TEXT:
Rising freight costs and supply chain disruptions are crippling Pakistan’s agricultural exports. Since 2023, global shipping rates have surged 30%, with container costs for perishable goods like mangoes and kinnows hitting $3,000 per unit, according to the Pakistan Fruit and Vegetable Exporters Association (PFVEA). Farmers like Ahmed Raza, interviewed by Dawn, lament, “After freight, taxes, and certifications, we’re left with pennies.” Stringent quality standards imposed by markets like the European Union (EU) demand expensive certifications, such as Global GAP (Good Agricultural Practices), costing up to $5,000 annually for small farms. These barriers favor large agribusinesses, sidelining family-run operations that form the backbone of Pakistan’s rural economy.

Domestic policies aren’t helping. The State Bank of Pakistan (SBP) imposes high export financing rates, while port inefficiencies in Karachi delay shipments, spoiling perishable goods. In 2024, 15% of mango exports rotted due to clearance delays, per PFVEA data. Meanwhile, subsidies for exporters are mired in corruption, with funds rarely reaching small farmers. Social media platform X buzzes with frustration, as users like @FarmVoicePK post, “Why are farmers taxed to death while exporters get handouts?” The government’s failure to streamline logistics or negotiate better trade terms leaves farmers vulnerable to volatile global prices, especially for staples like rice and citrus.

The ripple effects are dire. Farmers are abandoning exports, flooding local markets and crashing prices, while rural unemployment spikes. Pakistan’s agricultural exports, worth $4.5 billion in 2024, could shrink further without intervention. The government must slash bureaucratic hurdles, subsidize freight for small farmers, and invest in cold storage to compete with nations like India and Brazil. If policymakers don’t act, Pakistan risks losing its agricultural edge, leaving farmers to bear the cost of inaction.

MATERIAL SHOWN:
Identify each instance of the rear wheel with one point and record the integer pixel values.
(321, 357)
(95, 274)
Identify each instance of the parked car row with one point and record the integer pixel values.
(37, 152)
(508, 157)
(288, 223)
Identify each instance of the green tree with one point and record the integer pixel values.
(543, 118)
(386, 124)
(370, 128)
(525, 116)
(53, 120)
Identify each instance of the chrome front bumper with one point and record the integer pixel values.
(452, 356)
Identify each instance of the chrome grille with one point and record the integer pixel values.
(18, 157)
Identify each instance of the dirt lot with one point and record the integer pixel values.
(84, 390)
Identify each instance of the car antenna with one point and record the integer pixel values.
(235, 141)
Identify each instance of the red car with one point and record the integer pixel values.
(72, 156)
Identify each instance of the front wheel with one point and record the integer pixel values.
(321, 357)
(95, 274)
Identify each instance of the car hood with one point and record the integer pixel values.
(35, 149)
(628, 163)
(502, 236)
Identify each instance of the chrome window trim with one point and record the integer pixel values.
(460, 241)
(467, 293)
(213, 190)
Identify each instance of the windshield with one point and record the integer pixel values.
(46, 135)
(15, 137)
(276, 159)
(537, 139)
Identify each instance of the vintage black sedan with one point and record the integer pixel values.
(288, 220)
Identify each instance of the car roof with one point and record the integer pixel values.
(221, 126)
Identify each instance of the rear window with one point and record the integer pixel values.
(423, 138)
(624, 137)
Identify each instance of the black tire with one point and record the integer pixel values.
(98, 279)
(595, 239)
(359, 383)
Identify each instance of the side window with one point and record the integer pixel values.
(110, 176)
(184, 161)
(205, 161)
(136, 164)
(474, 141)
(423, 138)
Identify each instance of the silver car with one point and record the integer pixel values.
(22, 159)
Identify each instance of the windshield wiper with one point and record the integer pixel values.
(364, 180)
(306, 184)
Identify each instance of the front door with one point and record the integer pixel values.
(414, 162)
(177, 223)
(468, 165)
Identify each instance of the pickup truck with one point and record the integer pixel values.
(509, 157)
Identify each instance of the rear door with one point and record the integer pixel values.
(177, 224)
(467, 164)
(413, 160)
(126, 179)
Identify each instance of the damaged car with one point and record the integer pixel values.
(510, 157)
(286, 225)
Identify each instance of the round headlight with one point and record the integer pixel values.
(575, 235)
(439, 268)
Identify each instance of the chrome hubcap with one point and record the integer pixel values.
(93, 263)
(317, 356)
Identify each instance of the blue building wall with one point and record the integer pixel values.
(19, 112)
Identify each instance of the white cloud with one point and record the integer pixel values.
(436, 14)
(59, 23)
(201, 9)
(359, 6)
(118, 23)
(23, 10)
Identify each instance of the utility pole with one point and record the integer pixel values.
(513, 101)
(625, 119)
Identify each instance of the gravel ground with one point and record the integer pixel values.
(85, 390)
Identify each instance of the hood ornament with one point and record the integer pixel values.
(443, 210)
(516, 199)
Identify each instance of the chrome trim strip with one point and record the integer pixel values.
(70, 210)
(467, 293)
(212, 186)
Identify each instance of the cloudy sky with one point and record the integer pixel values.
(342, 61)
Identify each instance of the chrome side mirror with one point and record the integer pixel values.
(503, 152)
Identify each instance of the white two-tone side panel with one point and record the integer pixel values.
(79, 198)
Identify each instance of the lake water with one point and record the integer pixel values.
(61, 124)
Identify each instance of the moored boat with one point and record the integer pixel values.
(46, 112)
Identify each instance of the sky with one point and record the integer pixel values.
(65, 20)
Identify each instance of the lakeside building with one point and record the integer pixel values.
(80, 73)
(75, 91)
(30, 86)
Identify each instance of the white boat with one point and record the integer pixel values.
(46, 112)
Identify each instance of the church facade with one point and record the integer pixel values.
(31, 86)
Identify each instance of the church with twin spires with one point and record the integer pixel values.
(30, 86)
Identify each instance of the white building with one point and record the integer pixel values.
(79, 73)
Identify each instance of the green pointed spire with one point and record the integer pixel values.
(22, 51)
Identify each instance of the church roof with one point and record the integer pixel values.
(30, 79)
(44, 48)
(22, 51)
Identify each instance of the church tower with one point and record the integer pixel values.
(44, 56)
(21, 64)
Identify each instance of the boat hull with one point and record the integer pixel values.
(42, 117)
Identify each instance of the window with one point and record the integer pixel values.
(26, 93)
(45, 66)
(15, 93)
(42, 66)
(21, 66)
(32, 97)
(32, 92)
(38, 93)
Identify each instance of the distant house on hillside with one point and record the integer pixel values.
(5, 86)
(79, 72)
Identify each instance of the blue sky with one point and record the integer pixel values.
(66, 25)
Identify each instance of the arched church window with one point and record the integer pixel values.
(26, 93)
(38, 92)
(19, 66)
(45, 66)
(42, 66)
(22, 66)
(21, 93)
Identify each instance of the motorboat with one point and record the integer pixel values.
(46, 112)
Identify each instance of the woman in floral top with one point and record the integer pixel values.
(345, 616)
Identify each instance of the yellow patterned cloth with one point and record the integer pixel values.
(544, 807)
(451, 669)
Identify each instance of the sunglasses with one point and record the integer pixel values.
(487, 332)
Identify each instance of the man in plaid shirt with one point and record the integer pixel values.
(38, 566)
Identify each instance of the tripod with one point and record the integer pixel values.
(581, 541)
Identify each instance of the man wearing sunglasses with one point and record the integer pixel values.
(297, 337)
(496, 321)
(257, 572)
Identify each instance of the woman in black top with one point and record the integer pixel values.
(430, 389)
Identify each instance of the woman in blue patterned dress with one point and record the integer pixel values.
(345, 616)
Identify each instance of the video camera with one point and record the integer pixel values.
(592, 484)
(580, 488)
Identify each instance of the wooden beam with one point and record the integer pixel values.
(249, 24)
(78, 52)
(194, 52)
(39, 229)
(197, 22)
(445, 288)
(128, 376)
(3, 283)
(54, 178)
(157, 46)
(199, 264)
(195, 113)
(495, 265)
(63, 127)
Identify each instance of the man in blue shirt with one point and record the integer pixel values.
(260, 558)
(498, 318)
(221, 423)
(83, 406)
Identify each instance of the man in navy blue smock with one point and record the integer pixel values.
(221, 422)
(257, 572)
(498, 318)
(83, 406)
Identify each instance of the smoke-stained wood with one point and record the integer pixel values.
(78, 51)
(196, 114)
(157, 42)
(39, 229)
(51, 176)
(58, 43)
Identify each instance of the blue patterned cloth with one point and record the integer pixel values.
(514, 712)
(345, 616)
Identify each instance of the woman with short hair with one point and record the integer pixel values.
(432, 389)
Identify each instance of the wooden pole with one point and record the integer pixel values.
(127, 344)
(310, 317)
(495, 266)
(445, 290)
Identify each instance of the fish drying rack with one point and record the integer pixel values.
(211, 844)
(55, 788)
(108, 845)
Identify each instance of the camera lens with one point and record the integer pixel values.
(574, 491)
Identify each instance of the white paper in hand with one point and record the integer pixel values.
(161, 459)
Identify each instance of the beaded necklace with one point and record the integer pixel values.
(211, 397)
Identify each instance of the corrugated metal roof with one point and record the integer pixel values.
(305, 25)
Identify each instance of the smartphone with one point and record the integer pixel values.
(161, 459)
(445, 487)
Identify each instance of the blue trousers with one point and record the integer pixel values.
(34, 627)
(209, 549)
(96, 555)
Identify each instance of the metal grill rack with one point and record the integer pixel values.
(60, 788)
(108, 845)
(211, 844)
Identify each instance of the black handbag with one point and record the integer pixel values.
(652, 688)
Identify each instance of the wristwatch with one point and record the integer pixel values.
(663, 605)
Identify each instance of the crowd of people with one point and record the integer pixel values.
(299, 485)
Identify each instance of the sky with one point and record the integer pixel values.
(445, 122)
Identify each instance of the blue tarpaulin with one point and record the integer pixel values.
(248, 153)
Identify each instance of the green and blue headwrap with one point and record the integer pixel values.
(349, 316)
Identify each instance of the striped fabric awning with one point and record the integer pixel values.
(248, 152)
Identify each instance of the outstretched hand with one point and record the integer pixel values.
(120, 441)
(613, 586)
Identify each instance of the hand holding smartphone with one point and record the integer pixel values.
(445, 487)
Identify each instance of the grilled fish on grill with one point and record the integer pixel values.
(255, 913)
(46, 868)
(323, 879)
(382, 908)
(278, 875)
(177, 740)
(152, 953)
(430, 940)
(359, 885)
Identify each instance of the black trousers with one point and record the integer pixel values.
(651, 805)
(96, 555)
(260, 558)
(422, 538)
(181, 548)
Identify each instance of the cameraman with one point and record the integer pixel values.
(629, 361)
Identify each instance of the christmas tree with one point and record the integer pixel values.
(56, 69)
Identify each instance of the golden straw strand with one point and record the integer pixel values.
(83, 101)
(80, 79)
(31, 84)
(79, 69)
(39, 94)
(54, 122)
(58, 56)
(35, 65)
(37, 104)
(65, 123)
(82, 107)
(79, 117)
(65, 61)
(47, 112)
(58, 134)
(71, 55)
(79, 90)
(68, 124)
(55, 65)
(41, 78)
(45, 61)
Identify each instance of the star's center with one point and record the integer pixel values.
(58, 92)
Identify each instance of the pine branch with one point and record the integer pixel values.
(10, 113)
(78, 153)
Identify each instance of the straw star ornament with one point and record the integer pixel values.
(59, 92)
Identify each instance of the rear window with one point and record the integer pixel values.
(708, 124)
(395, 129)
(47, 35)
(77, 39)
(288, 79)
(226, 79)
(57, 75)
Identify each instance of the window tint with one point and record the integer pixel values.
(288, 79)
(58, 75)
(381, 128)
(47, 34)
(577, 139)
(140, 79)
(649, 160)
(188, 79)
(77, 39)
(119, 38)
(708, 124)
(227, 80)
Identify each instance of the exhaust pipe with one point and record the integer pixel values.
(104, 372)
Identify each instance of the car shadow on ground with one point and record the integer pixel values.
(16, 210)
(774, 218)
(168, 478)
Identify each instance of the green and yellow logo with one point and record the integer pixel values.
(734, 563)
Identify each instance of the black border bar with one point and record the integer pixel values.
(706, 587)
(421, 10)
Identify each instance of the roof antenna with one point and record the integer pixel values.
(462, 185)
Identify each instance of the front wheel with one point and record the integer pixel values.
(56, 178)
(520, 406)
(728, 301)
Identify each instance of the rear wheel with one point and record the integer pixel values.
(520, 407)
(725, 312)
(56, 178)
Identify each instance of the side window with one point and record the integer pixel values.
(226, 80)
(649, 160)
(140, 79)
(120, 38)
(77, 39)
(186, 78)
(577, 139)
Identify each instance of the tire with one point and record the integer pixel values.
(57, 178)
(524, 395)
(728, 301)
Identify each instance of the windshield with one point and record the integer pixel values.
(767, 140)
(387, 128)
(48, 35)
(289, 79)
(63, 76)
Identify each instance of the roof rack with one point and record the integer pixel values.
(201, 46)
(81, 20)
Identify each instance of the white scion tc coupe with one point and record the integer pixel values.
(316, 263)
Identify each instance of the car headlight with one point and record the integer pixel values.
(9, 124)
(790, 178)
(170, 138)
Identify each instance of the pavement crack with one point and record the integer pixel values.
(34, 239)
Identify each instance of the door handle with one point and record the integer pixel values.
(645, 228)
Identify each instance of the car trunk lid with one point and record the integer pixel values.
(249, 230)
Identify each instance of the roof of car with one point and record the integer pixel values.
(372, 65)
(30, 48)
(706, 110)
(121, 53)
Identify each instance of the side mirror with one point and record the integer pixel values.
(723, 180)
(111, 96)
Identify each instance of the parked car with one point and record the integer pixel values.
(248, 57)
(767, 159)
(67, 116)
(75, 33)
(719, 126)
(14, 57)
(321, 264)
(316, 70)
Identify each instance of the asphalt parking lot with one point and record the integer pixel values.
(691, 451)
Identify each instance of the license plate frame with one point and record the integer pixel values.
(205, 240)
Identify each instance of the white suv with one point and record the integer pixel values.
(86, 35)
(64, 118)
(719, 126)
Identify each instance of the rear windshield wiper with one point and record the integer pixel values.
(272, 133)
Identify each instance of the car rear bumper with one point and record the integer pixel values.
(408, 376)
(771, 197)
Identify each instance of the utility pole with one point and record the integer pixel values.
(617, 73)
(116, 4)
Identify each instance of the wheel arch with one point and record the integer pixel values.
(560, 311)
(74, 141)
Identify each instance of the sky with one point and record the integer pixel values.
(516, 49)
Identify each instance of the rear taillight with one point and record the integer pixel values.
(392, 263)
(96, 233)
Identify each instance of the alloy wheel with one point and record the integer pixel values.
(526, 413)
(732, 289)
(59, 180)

PROBLEM REQUIREMENTS:
Reproduce the passage from the article on Pakistan's agricultural exports above, starting at "Domestic policies aren’t" and ending at "rice and citrus.", with both included.

FULL RESPONSE:
Domestic policies aren’t helping. The State Bank of Pakistan (SBP) imposes high export financing rates, while port inefficiencies in Karachi delay shipments, spoiling perishable goods. In 2024, 15% of mango exports rotted due to clearance delays, per PFVEA data. Meanwhile, subsidies for exporters are mired in corruption, with funds rarely reaching small farmers. Social media platform X buzzes with frustration, as users like @FarmVoicePK post, “Why are farmers taxed to death while exporters get handouts?” The government’s failure to streamline logistics or negotiate better trade terms leaves farmers vulnerable to volatile global prices, especially for staples like rice and citrus.